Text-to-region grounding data
════════
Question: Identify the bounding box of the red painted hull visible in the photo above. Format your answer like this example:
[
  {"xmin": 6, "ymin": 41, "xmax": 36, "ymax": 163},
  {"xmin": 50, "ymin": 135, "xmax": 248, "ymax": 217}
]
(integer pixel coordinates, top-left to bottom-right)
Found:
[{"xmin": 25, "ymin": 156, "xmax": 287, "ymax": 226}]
════════
== Work required ==
Please quote every record above exactly as it appears.

== Exercise result ==
Question: Identify the bounding box of the red painted hull visible in the photo above. Format your answer like this example:
[
  {"xmin": 6, "ymin": 41, "xmax": 36, "ymax": 163},
  {"xmin": 50, "ymin": 135, "xmax": 248, "ymax": 217}
]
(integer pixel coordinates, top-left to bottom-right)
Found:
[{"xmin": 25, "ymin": 156, "xmax": 287, "ymax": 226}]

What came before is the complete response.